### Aim:
Reproduce every row below verbatim, from the first to the last.

◇ ◇ ◇ ◇ ◇ ◇ ◇

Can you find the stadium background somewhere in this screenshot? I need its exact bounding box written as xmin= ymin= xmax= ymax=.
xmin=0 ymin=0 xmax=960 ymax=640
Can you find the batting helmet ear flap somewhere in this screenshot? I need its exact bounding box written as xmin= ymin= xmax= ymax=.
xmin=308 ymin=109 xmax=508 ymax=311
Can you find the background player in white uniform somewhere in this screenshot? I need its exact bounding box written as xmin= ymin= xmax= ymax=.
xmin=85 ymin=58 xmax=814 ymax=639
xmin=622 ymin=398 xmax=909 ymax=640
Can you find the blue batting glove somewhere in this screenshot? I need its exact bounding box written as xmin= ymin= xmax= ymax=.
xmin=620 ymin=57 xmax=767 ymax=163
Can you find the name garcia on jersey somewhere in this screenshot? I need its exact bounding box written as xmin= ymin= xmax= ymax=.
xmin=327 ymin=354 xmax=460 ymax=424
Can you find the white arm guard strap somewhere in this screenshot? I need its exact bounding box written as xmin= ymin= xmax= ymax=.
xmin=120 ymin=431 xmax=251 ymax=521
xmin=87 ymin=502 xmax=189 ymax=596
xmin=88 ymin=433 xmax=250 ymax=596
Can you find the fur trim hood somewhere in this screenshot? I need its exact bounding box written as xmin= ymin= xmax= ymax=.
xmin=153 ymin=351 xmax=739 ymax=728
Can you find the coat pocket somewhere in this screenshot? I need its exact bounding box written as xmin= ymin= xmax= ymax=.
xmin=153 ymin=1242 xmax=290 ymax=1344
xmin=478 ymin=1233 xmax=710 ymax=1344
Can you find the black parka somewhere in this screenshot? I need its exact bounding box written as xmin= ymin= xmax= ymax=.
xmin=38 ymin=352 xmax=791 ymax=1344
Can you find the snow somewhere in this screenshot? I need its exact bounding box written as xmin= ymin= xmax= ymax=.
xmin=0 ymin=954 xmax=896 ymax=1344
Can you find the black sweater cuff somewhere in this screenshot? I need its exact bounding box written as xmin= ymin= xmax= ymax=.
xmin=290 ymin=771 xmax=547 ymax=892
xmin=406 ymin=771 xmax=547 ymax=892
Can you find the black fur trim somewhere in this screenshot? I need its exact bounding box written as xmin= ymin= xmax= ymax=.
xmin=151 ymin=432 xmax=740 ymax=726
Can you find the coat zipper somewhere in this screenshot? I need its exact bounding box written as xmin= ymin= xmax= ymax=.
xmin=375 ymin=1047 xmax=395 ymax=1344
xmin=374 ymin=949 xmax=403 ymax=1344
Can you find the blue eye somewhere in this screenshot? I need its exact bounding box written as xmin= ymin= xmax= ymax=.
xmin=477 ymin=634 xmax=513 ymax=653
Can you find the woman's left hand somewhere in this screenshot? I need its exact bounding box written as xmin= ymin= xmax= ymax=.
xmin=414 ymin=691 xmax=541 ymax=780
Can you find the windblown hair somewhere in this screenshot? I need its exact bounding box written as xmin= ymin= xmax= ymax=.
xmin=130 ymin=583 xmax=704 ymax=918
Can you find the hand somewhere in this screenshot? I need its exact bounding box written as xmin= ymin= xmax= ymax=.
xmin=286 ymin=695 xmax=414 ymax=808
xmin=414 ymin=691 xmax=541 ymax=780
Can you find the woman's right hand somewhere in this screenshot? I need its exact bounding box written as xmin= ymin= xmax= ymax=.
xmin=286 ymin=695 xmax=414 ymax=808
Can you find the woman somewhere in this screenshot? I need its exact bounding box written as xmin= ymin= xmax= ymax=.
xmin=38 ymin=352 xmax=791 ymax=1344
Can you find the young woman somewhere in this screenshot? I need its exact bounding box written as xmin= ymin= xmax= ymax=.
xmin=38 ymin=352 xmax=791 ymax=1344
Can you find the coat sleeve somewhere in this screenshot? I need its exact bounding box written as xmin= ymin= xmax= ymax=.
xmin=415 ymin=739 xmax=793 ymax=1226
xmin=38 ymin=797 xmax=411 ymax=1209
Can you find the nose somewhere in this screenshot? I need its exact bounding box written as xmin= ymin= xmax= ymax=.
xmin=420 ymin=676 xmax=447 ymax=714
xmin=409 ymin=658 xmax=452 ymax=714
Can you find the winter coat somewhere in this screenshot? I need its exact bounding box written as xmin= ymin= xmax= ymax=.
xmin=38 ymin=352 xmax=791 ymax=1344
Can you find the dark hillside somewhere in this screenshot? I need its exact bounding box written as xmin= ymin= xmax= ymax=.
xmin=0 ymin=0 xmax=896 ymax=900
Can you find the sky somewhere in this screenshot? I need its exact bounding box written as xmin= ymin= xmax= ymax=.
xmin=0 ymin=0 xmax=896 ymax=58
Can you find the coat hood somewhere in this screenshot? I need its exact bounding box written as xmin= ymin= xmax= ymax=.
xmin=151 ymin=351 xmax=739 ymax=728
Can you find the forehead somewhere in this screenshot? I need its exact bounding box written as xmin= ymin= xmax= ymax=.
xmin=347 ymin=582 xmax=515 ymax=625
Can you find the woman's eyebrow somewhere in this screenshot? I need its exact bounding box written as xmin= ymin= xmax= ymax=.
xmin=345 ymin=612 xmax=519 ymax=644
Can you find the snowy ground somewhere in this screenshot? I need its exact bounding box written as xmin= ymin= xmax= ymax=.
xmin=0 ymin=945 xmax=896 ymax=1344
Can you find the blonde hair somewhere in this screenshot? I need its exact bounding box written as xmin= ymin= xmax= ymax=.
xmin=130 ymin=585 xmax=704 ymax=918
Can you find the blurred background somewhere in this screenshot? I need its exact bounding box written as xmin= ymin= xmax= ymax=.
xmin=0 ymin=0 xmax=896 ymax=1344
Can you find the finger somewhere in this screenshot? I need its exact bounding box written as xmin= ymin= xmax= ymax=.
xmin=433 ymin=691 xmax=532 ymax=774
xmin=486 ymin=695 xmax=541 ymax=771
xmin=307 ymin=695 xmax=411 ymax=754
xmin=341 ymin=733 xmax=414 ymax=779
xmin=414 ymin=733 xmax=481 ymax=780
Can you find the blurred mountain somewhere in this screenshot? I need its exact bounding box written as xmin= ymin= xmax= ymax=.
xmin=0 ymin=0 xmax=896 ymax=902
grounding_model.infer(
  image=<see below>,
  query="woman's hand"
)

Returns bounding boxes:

◇ ◇ ◇ ◇ ◇ ◇ ◇

### Response below:
Can you find the stadium background somewhere in this screenshot? I need its exact bounding box written as xmin= ymin= xmax= ymax=.
xmin=0 ymin=0 xmax=960 ymax=640
Can you find the batting helmet ear flap somewhere in this screenshot? I need its exact bounding box written as xmin= ymin= xmax= ymax=.
xmin=308 ymin=109 xmax=508 ymax=311
Can you find the background player in white uniform somewhere in this screenshot? I need its exact bounding box written as xmin= ymin= xmax= ymax=.
xmin=85 ymin=58 xmax=814 ymax=639
xmin=622 ymin=398 xmax=909 ymax=640
Can you find the blue batting glove somewhere in this screenshot? I need its exact bounding box written as xmin= ymin= xmax= ymax=.
xmin=620 ymin=57 xmax=767 ymax=163
Can you find the name garcia on jersey somewhere in this screenshot? I need its exact bounding box written as xmin= ymin= xmax= ymax=.
xmin=327 ymin=354 xmax=460 ymax=424
Can you find the white arm guard strap somewhere in this screenshot? I need its exact bounding box written as xmin= ymin= xmax= ymax=.
xmin=120 ymin=431 xmax=251 ymax=521
xmin=87 ymin=502 xmax=189 ymax=596
xmin=88 ymin=433 xmax=250 ymax=596
Can you find the fur trim hood somewhere in this screenshot? I need its exact bounding box written as xmin= ymin= xmax= ymax=.
xmin=153 ymin=351 xmax=739 ymax=728
Can you find the coat pocket somewhere in this screenshot? I need its exact bounding box written as xmin= ymin= xmax= ymax=.
xmin=153 ymin=1242 xmax=290 ymax=1344
xmin=478 ymin=1233 xmax=710 ymax=1344
Can you find the black parka somewhere in this screenshot? I need its exact bounding box written as xmin= ymin= xmax= ymax=.
xmin=38 ymin=352 xmax=791 ymax=1344
Can you find the snow somewhere in this screenshot? I need its exact bounding box written as xmin= ymin= xmax= ymax=.
xmin=0 ymin=954 xmax=896 ymax=1344
Can you find the black sweater cuff somewhere in this screenshot? I need its exact bounding box written as xmin= ymin= xmax= ymax=.
xmin=290 ymin=771 xmax=547 ymax=892
xmin=406 ymin=771 xmax=547 ymax=892
Can you find the black fur trim somewhere in this screenshot? I need its exact bounding box written as xmin= ymin= xmax= ymax=.
xmin=151 ymin=432 xmax=740 ymax=726
Can you find the coat zipper somewhere in this screenshot? I need its exact bounding box written as xmin= ymin= xmax= ymax=.
xmin=375 ymin=1047 xmax=395 ymax=1344
xmin=374 ymin=949 xmax=403 ymax=1344
Can you find the blue eye somewhere in this screenshot? I need its exact bounding box written as xmin= ymin= xmax= ymax=.
xmin=477 ymin=634 xmax=513 ymax=653
Can you find the woman's left hand somewhere in this screenshot? I need its exact bounding box written as xmin= ymin= xmax= ymax=.
xmin=414 ymin=691 xmax=541 ymax=780
Can you find the windblown hair somewhere in this screenshot? I need its exact bounding box written as xmin= ymin= xmax= ymax=.
xmin=130 ymin=583 xmax=704 ymax=918
Can you find the hand somewhere in this screenshot? I need its exact bounding box written as xmin= ymin= xmax= ymax=.
xmin=286 ymin=695 xmax=414 ymax=808
xmin=414 ymin=691 xmax=541 ymax=780
Can you find the woman's right hand somewhere in this screenshot? I need its exact bounding box written as xmin= ymin= xmax= ymax=.
xmin=286 ymin=695 xmax=414 ymax=808
Can you find the woman somewhere in this screenshot? I need its exact bounding box written as xmin= ymin= xmax= ymax=.
xmin=38 ymin=352 xmax=791 ymax=1344
Can you find the young woman somewhere in this screenshot? I need its exact bounding box written as xmin= ymin= xmax= ymax=.
xmin=38 ymin=352 xmax=791 ymax=1344
Can you find the coat sleeve somewhere in this screenshot? I need its exact bounding box written as xmin= ymin= xmax= ymax=.
xmin=415 ymin=739 xmax=793 ymax=1226
xmin=38 ymin=797 xmax=411 ymax=1209
Can you find the nose somewhere in this screenshot? I need its exact bounding box written as xmin= ymin= xmax= ymax=.
xmin=420 ymin=676 xmax=447 ymax=714
xmin=409 ymin=658 xmax=452 ymax=714
Can you find the winter coat somewhere in this screenshot? I need its exact bounding box written as xmin= ymin= xmax= ymax=.
xmin=38 ymin=352 xmax=791 ymax=1344
Can you find the dark hillside somewhere in this screenshot? I need its exact bounding box written as xmin= ymin= xmax= ymax=.
xmin=0 ymin=0 xmax=896 ymax=900
Can you find the sky somewhere in this screenshot? I need its exact bounding box written as xmin= ymin= xmax= ymax=.
xmin=0 ymin=0 xmax=896 ymax=58
Can you find the coat hood somewhere in this screenshot? I need its exact bounding box written as xmin= ymin= xmax= ymax=.
xmin=151 ymin=351 xmax=739 ymax=728
Can you find the forehead somewhere in this screenshot? I need its exact bounding box written as xmin= ymin= xmax= ymax=.
xmin=347 ymin=582 xmax=515 ymax=625
Can you find the woman's eyebrow somewhere in this screenshot? I need its exact bounding box written as xmin= ymin= xmax= ymax=.
xmin=345 ymin=612 xmax=519 ymax=644
Can you find the snowy ground somewhere in this screenshot? I need its exact bounding box written as xmin= ymin= xmax= ymax=.
xmin=0 ymin=945 xmax=896 ymax=1344
Can you find the blonde hair somewhere in this screenshot? I need its exact bounding box written as xmin= ymin= xmax= ymax=.
xmin=130 ymin=585 xmax=704 ymax=918
Can you find the blurred background somewhere in this screenshot? I need its exact bounding box written as xmin= ymin= xmax= ymax=.
xmin=0 ymin=0 xmax=896 ymax=1344
Can you find the finger somewhere in this screenshot? I need its exact bounding box written as xmin= ymin= xmax= ymax=.
xmin=433 ymin=691 xmax=532 ymax=774
xmin=486 ymin=695 xmax=541 ymax=771
xmin=307 ymin=695 xmax=411 ymax=754
xmin=341 ymin=733 xmax=414 ymax=779
xmin=414 ymin=733 xmax=481 ymax=780
Can you find the blurred mountain somewhere in this screenshot? I need its exact bounding box written as xmin= ymin= xmax= ymax=.
xmin=0 ymin=0 xmax=896 ymax=902
grounding_model.infer(
  image=<see below>,
  query="woman's hand"
)

Returns bounding boxes:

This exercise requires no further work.